** Start EXTRACT **

[R] How to locate the difference from two data frames

David Winsemius dwinsemius at comcast.net
Thu Apr 8 22:20:00 CEST 2010


On Apr 8, 2010, at 4:03 PM, Jun Shen wrote:

> David,
>
> all.equal() only tells how many mismatches there are including  
> missing values but it doesn't tell me the location of each mismatch.

Yes, I noticed that after further testing. I agree Charles' solution  
is more informative and I wonder if it could be added to the  
functionality of all.equal (which purports to tell the user where  
objects differ)?

>
> For example, if I have one NA mismatch and three numerical mismatches,
>
> all.equal(a,b) gives
> [1] "Component 2: 'is.NA' value mismatch: 1 in current 0 in target"
> [2] "Component 3: 3 string mismatches"
> This only tells the missing value mismatch is in the second column  
> (component) and 3 numerical mismatches in the third column. But no  
> row information
>
> which(mapply(identical,unlist(a),unlist(b))==FALSE) gives
> TIME5   DV1   DV2  DV17
>    85   161   162   177
> It tells me exactly which columns and rows to have the mismatches.  
> In this case is column "TIME" row 5 and column "DV" rows 1, 2 and  
> 17. You can ignore the serial numbers that followed.
>
> Jun
>
> On Thu, Apr 8, 2010 at 1:58 PM, David Winsemius <dwinsemius at comcast.net 
> > wrote:
>
> On Apr 8, 2010, at 1:34 PM, Jun Shen wrote:
>
> David,
>
> Thanks for the suggestion. Now I have worked out a general solution.
>
> Assume "a" and "b" are two data frames with same dimensions
>
> 1. Call identical(a,b) to get an overall assessment. If you get a  
> FALSE
> 2. Call which(mapply(identical,unlist(a),unlist(b))==FALSE), you  
> will get a result like
>    TIME5
>     85
> which means, the row 5 and the column with name "TIME" is different.  
> This also works for missing values. Thanks for everyone.

** End EXTRACT **
** Start DATASET ROWS **

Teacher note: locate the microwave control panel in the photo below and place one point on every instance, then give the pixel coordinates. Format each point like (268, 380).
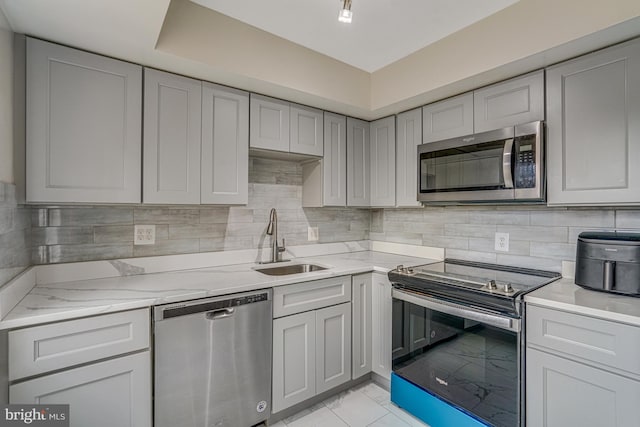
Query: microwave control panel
(524, 173)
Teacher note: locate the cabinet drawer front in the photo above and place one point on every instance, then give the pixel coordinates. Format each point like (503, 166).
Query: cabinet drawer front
(307, 296)
(46, 348)
(112, 393)
(595, 340)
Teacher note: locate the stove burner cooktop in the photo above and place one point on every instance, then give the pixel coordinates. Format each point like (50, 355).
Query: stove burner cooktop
(486, 285)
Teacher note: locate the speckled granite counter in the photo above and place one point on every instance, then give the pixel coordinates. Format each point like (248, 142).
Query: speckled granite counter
(51, 302)
(565, 295)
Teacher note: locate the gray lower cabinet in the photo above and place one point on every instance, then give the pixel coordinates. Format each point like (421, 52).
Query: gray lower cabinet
(100, 366)
(311, 339)
(381, 325)
(593, 125)
(449, 118)
(106, 394)
(515, 101)
(311, 354)
(562, 392)
(408, 137)
(361, 315)
(580, 370)
(83, 126)
(172, 133)
(294, 360)
(383, 162)
(358, 163)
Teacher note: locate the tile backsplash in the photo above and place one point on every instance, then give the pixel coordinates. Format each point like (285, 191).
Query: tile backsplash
(539, 237)
(15, 233)
(71, 233)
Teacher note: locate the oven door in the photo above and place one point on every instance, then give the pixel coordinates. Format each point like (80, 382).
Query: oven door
(467, 357)
(473, 168)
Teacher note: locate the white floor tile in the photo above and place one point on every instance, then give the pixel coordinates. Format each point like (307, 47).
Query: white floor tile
(322, 417)
(356, 408)
(389, 420)
(404, 415)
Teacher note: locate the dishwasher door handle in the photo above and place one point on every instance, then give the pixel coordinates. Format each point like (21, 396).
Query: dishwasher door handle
(220, 314)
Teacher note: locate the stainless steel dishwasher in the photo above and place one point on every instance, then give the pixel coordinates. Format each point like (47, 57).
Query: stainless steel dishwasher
(213, 361)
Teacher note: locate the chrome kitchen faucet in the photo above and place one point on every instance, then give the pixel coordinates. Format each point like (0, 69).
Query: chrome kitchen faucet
(272, 230)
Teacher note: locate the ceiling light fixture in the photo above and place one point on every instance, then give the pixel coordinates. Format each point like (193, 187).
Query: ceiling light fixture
(345, 13)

** End DATASET ROWS **

#### WHAT IS ASKED
(A) In the thread on comparing data frames, why does Jun Shen consider the output of all.equal() insufficient? Answer in one to three sentences.
(B) From the thread on comparing data frames, reproduce word for word the passage starting with "Yes, I noticed" and going on through "objects differ)?".
(C) Take the thread on comparing data frames further, beginning after its final sentence.

#### TASK-BY-TASK RESULTS
(A) all.equal() reports only how many mismatches there are, including missing values, and which column (component) contains them. It gives no row information, so it does not show the location of each mismatch. In contrast, which(mapply(identical,unlist(a),unlist(b))==FALSE) identifies both the columns and the rows.

(B)
Yes, I noticed that after further testing. I agree Charles' solution  
is more informative and I wonder if it could be added to the  
functionality of all.equal (which purports to tell the user where  
objects differ)?

(C)
>
> Looks that all.equal is already set up to provide such a service:
>
> > all.equal(df1,df2)
> [1] "Component 1: 'is.NA' value mismatch: 1 in current 0 in target"
>
> I was under the misimpression that all.equal was for approximate  
> equality of numeric values but that only appears to be part of its  
> design.
>
> -- 
> David.
>
>
>
> Jun Shen from Millipore
>
> On Thu, Apr 8, 2010 at 9:08 AM, David Winsemius <dwinsemius at comcast.net 
> > wrote:
>
> On Apr 8, 2010, at 9:47 AM, Jun Shen wrote:
>
> Dear David, Erik and Charles,
>
> Thank you for your input. Both mapply() and which() can do the job.  
> Just one
> exception. If there is a missing value as NA in the data frame "a"  
> and a
> data point (either numerical or character) in the corresponding  
> position of
> "b", then mapply() only returns NA for that position rather than  
> "FALSE",
> and which() cannot pick up that position either. Thanks again.
>
>
> You seem to have changed the programming challenge from  
> identification to replicating identical(). If so then you can get  
> closer with wrapping isTRUE(all() around the mapply("==" ,  
> attributes( ...), ...)  step,  and wrap the "==" call in  
> isTRUE(all(.))
>
> > isTRUE(all(mapply("==", df1, df2)) )
> [1] FALSE  since all(c(NA, TRUE, TRUE)) == NA and isTRUE(NA) == FALSE
>
> -- 
> David.
>
>
>
>
> Jun
>
> On Wed, Apr 7, 2010 at 10:46 PM, Charles C. Berry <cberry at tajo.ucsd.edu 
> >wrote:
>
> On Wed, 7 Apr 2010, Jun Shen wrote:
>
> Dear all,
>
> I understand identical (a,b) will tell me if a and b are exactly the  
> same
> or
> not. But what if they are different, is there anyway to tell which
> element(s) are different? Thanks.
>
>
> which( a != b, arr.ind = TRUE)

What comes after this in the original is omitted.